Data supplied Start Marker
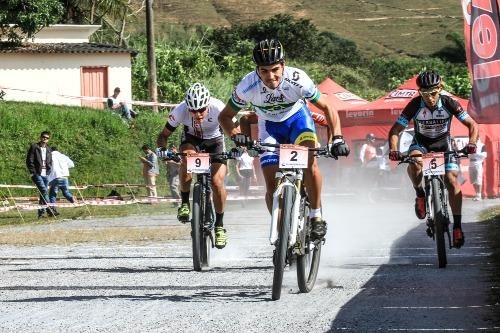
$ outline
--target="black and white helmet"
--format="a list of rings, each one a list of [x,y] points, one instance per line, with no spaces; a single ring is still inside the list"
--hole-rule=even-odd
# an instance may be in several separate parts
[[[196,82],[186,91],[186,104],[191,110],[201,110],[210,104],[210,91],[201,83]]]

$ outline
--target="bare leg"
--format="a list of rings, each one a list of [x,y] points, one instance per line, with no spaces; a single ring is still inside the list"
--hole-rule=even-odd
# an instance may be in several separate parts
[[[221,163],[212,164],[212,190],[214,207],[216,213],[224,213],[226,204],[226,188],[224,187],[224,177],[226,175],[226,165]]]
[[[446,171],[446,188],[448,189],[451,212],[462,215],[462,189],[457,181],[458,171]]]
[[[268,165],[262,168],[264,180],[266,181],[266,205],[269,213],[271,213],[273,209],[273,193],[276,188],[276,180],[274,177],[277,171],[277,165]]]

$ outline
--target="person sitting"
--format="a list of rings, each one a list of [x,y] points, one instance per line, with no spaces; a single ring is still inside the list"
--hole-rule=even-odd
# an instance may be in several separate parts
[[[117,111],[120,113],[120,115],[127,119],[127,121],[131,121],[132,118],[137,117],[137,112],[132,110],[130,105],[127,103],[118,100],[118,95],[120,94],[120,88],[116,87],[115,90],[113,91],[113,95],[108,97],[108,108],[113,111]]]

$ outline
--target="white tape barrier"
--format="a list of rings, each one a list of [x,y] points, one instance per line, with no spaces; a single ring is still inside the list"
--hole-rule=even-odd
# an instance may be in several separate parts
[[[226,200],[228,201],[239,201],[239,200],[260,200],[264,199],[262,195],[251,195],[251,196],[228,196]],[[131,200],[117,200],[117,199],[91,199],[82,200],[77,203],[56,203],[51,206],[61,208],[61,207],[82,207],[82,206],[120,206],[120,205],[131,205],[131,204],[159,204],[159,203],[169,203],[169,202],[180,202],[179,199],[172,198],[142,198],[142,199],[131,199]],[[38,205],[33,203],[16,203],[14,205],[8,206],[5,201],[1,202],[4,206],[0,207],[0,212],[8,212],[13,209],[20,210],[35,210],[40,208],[47,208],[48,205]]]
[[[73,95],[65,95],[65,94],[55,94],[50,91],[36,91],[36,90],[27,90],[27,89],[19,89],[19,88],[9,88],[0,86],[0,90],[13,90],[13,91],[22,91],[34,94],[44,94],[49,96],[59,96],[68,99],[78,99],[83,101],[92,101],[92,102],[103,102],[106,103],[108,101],[108,97],[93,97],[93,96],[73,96]],[[179,104],[174,103],[158,103],[158,102],[147,102],[147,101],[125,101],[120,100],[120,102],[132,105],[141,105],[141,106],[163,106],[167,108],[174,108]]]

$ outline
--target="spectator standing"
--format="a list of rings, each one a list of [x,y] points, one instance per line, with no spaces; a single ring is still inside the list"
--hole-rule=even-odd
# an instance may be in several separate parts
[[[483,189],[483,163],[486,157],[488,157],[488,153],[486,152],[486,146],[480,139],[477,140],[476,146],[476,153],[469,154],[469,180],[476,192],[476,196],[473,200],[481,201],[483,200],[481,196]]]
[[[361,146],[359,159],[364,167],[376,167],[377,147],[375,147],[375,135],[369,133],[366,135],[366,142]]]
[[[120,88],[116,87],[115,90],[113,91],[113,95],[108,97],[108,108],[114,111],[118,111],[120,115],[127,119],[127,121],[130,123],[132,121],[132,118],[135,118],[137,116],[137,113],[132,110],[130,105],[127,103],[118,100],[118,95],[120,94]]]
[[[61,189],[63,196],[71,203],[75,200],[69,191],[69,169],[75,164],[66,155],[60,153],[57,148],[52,147],[52,171],[49,175],[49,200],[54,204],[57,199],[57,192]]]
[[[30,173],[31,180],[35,183],[40,193],[40,205],[48,205],[50,202],[48,175],[52,171],[52,149],[48,145],[49,139],[50,132],[43,131],[40,134],[40,141],[33,143],[26,154],[26,167]],[[57,214],[55,209],[47,208],[47,215],[55,216]],[[38,209],[38,218],[42,217],[45,217],[45,208]]]
[[[139,156],[139,159],[143,164],[142,175],[144,176],[144,182],[146,183],[148,196],[156,198],[158,196],[156,193],[156,176],[160,171],[158,165],[158,157],[148,145],[142,146],[142,151],[146,156]]]
[[[246,147],[242,150],[241,156],[236,160],[236,173],[240,179],[240,194],[246,198],[250,189],[250,179],[257,181],[257,177],[253,167],[253,157],[248,154]]]
[[[170,151],[172,154],[177,154],[177,147],[175,145],[170,145]],[[168,186],[170,188],[170,193],[174,199],[180,200],[181,194],[179,192],[179,168],[181,165],[181,159],[179,156],[172,155],[172,158],[165,160],[165,165],[167,167],[167,180]],[[174,203],[174,206],[178,206],[178,203]]]

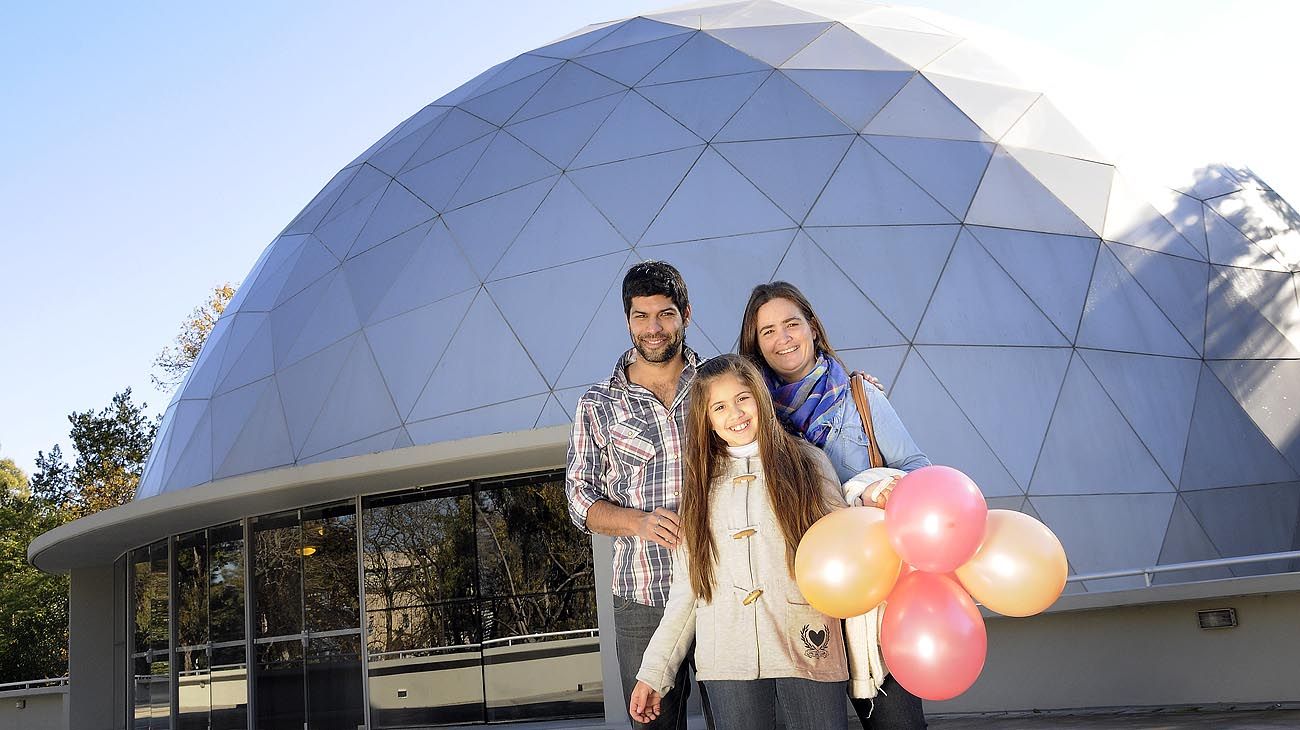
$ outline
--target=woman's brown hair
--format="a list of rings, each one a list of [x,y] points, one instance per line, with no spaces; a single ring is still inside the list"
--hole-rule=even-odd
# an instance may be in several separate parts
[[[758,309],[773,299],[786,299],[798,307],[803,318],[808,320],[808,326],[812,328],[813,344],[816,345],[817,352],[835,359],[841,365],[844,364],[840,356],[835,353],[835,348],[831,347],[830,340],[826,339],[826,330],[822,327],[822,321],[817,318],[817,313],[813,311],[808,297],[788,281],[759,284],[749,293],[745,316],[740,320],[740,354],[744,355],[745,359],[765,373],[772,372],[772,369],[767,366],[767,360],[763,359],[763,351],[758,348]]]
[[[767,496],[785,537],[786,563],[794,575],[794,553],[814,522],[831,510],[822,482],[828,477],[815,455],[798,438],[786,433],[772,409],[758,370],[740,355],[719,355],[700,365],[691,385],[686,415],[686,482],[682,490],[682,526],[690,556],[691,588],[705,601],[713,600],[718,546],[709,529],[709,491],[727,470],[726,444],[709,425],[709,386],[733,375],[754,396],[757,405],[758,458],[763,465]]]

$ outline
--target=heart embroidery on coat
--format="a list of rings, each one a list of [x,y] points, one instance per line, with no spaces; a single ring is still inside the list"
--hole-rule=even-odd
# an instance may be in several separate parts
[[[831,642],[831,637],[824,624],[820,630],[813,630],[810,625],[804,624],[803,631],[799,632],[799,637],[803,639],[804,656],[809,659],[824,659],[830,654],[827,646]]]

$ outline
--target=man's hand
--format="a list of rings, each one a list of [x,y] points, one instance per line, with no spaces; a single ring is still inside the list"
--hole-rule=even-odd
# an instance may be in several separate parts
[[[681,541],[678,531],[680,526],[677,513],[658,507],[654,512],[643,512],[641,522],[637,525],[636,535],[642,540],[649,540],[656,545],[668,548],[677,547]]]
[[[876,386],[876,390],[880,391],[881,393],[885,392],[885,384],[877,380],[876,376],[871,375],[870,373],[864,373],[861,370],[854,370],[853,372],[849,373],[850,378],[857,377],[859,375],[862,376],[863,380],[867,381],[871,385]]]
[[[650,688],[650,685],[638,680],[636,687],[632,688],[632,701],[628,703],[627,714],[637,722],[654,722],[659,717],[662,699],[658,692]]]

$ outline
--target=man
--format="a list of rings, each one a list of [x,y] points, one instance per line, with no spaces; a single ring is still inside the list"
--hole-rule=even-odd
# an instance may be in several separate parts
[[[691,318],[686,283],[671,265],[644,261],[628,269],[623,313],[632,348],[609,380],[578,401],[565,487],[574,524],[614,537],[614,632],[626,706],[672,583],[685,401],[699,359],[685,342]],[[684,729],[690,691],[683,663],[658,719],[633,726]]]

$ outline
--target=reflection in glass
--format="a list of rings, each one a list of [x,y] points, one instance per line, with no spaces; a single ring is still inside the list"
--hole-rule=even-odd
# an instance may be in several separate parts
[[[361,636],[316,637],[307,642],[307,727],[362,725]]]
[[[211,704],[208,672],[207,534],[178,535],[172,545],[176,596],[176,727],[207,730]]]
[[[599,714],[591,543],[563,482],[485,484],[475,506],[487,720]]]
[[[145,600],[149,606],[149,648],[156,652],[168,650],[171,638],[171,616],[167,602],[167,541],[159,540],[149,546],[149,580]]]
[[[208,636],[244,638],[244,528],[238,522],[208,530]]]
[[[365,503],[374,728],[482,722],[469,487]]]
[[[306,629],[360,628],[355,503],[303,510],[302,535]]]
[[[244,645],[212,648],[212,730],[248,727],[248,660]]]
[[[154,657],[149,664],[149,673],[152,675],[149,683],[149,705],[152,709],[149,729],[171,730],[171,665],[166,659]]]
[[[149,673],[149,659],[144,656],[133,657],[131,659],[131,673],[131,727],[132,730],[150,730],[153,707],[149,692],[153,676]]]
[[[258,730],[303,730],[302,640],[257,645]]]
[[[258,638],[302,631],[302,552],[296,511],[253,520],[253,622]]]
[[[128,586],[131,591],[131,652],[142,654],[149,651],[149,548],[132,550],[128,562],[131,571]]]

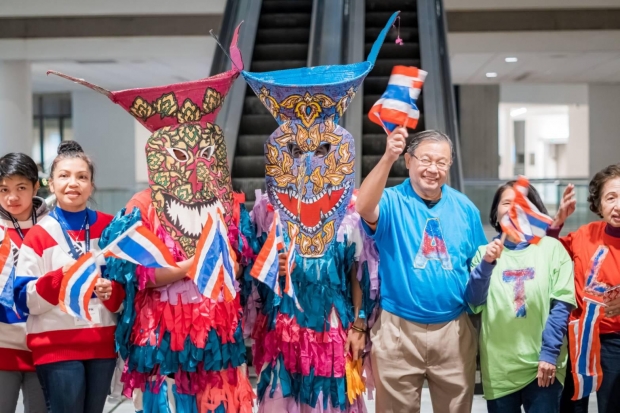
Data supplied End Marker
### Task instructions
Your answer must be a single number: how many lines in this listing hold the string "target"? Please add nothing else.

### Answer section
10